### INPUT DATA

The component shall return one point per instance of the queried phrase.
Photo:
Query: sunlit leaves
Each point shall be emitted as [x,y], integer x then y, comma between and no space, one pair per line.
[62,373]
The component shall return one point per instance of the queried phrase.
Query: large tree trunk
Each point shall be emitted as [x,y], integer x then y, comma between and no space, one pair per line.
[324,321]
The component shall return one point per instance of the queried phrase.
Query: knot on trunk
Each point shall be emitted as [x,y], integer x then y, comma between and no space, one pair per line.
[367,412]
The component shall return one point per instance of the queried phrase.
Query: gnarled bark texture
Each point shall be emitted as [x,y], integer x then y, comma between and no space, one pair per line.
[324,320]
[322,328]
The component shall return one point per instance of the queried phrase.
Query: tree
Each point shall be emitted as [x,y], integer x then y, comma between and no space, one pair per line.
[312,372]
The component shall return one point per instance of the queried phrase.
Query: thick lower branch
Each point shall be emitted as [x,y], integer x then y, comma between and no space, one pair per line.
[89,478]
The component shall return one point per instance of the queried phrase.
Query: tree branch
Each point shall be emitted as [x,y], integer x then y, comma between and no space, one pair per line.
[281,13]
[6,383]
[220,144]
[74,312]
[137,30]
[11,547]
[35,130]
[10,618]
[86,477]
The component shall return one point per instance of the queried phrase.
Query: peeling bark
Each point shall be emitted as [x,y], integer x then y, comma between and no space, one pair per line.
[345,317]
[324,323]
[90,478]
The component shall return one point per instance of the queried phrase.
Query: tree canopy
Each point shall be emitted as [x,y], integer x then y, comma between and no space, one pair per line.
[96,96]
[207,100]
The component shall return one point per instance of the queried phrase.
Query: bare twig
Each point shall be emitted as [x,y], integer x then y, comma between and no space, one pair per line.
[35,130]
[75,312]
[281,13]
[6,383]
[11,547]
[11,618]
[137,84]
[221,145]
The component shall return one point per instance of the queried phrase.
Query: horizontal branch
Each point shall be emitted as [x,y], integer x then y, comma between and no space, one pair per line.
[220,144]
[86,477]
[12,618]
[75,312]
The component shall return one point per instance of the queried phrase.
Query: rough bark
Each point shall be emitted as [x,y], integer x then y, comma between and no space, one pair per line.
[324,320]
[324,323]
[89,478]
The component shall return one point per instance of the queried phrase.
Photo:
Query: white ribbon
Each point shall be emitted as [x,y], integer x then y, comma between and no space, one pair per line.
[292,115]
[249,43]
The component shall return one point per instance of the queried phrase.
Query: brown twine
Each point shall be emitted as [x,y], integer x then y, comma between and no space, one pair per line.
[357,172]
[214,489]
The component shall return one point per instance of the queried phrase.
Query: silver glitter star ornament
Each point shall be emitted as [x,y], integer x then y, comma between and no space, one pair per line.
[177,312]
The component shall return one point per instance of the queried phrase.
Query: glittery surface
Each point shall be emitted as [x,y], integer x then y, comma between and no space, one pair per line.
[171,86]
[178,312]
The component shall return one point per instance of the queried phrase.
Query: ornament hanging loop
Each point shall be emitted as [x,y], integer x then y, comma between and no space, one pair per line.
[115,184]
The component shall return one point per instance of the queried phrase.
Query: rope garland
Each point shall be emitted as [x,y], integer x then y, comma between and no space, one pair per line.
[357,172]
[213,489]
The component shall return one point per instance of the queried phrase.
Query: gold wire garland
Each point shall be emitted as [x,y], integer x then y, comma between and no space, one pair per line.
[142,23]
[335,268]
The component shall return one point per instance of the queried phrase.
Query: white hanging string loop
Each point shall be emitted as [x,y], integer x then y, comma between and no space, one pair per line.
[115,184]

######

EXERCISE -
Repeat the lines above exactly.

RESULT FOR THIS TASK -
The component shall return one point per instance of the queried phrase.
Photo:
Query: sunlit leaves
Each point shall be emitted as [x,y], integer x then y, comma between and no space, one pair per line.
[62,373]
The component shall return one point per instance of the queried phrase.
Query: large tree trunk
Each point shall be emitted as [x,y], integer x then y, comma between and no space, one pair per line.
[324,321]
The component shall return one point per instance of the queried phrase.
Query: knot on trunk
Each point shall be emitted as [x,y], integer x then y, comma between and no space, one pair per line.
[367,412]
The component shall return one point per instance of the queried phrase.
Query: gnarled bark texture
Each point shall be emitted as [x,y], integer x then y, comma between and no space, one pair per line.
[324,320]
[322,328]
The component shall return one point per instance of the queried phrase.
Query: tree
Each point shall be emitted as [x,y], integer x then y, comma between and no space, one pair per line.
[312,372]
The component shall return one point per instance of the queried phrase.
Query: thick lower branch
Each point shall be emitted as [x,y], integer x then y, comma between and no space, one pair per line.
[89,478]
The component shall return one point per instance of the queried phrase.
Query: tree branch
Each point shall be emitted as [x,y], integer x then y, comma between and no space, one pair per line.
[281,13]
[6,383]
[220,144]
[74,312]
[137,30]
[11,547]
[35,130]
[10,618]
[86,477]
The component shall return one point per instance of the queried phrase.
Query: peeling bark
Each point shall be emitted as [x,y], integer x then y, comma between and no space, one pair per line.
[345,317]
[324,323]
[90,478]
The component shall return one point per instance of the queried phrase.
Query: tree canopy
Each point shall be emitted as [x,y], integer x then y, comma between and no space, one pair per line.
[96,96]
[207,100]
The component shall return one point per instance of the queried phrase.
Query: bare twig
Each point shall be emitted as [x,y], integer x then y, comma between and no space, one pair per line.
[35,130]
[75,312]
[281,13]
[6,383]
[11,547]
[11,618]
[137,84]
[221,145]
The component shall return one point per instance of the queried phrase.
Query: horizontal branch
Each point shall be emitted as [x,y], integer x then y, comma between and no space, one pair per line.
[220,144]
[86,477]
[12,618]
[75,312]
The component shall return one point per instance of the queried phrase.
Query: rough bark
Each point shall be emitted as [x,y], integer x then y, comma between and no space, one pair per line.
[324,320]
[324,323]
[89,478]
The component shall return one point per instance of the queried phrase.
Photo:
Query: white ribbon
Each point shall be emitted as [x,y], integer x then y, comma between and no space, one pair per line.
[292,115]
[249,43]
The component shall return one point per instance of the queried phrase.
Query: brown twine
Each point shall be emitted as [x,y], integer x then y, comma between and no space, one pair per line.
[357,172]
[214,489]
The component shall return one point per instance of the queried phrase.
Query: silver glitter star ornament
Each point shall be emitted as [x,y], integer x then y, comma between and no space, one pair per line.
[177,312]
The component shall return one point per instance of the queried phrase.
Query: glittery surface
Each point shall be emitted as [x,y], integer x then y, comma between and no space, one pair per line.
[171,86]
[178,312]
The component shall return one point per instance of the queried phrase.
Query: ornament hanging loop
Each point shall be emitted as [x,y], integer x then y, comma between and no space, one pair per line.
[115,184]
The component shall return one point per instance of the queried phrase.
Query: rope garland
Each point shall be emitted as [x,y], integer x then y, comma between and no space, one pair per line.
[357,172]
[213,489]
The component shall return one point per instance of the queried phrase.
Query: gold wire garland
Each point shall be emitted as [x,y], integer x then y, comma between and no space, one pair per line.
[142,23]
[335,268]
The component shall return one point per instance of the queried phrase.
Query: white hanging string loop
Each point shall be emitted as [x,y], integer x then y, comma between and no space, one pair per line.
[115,184]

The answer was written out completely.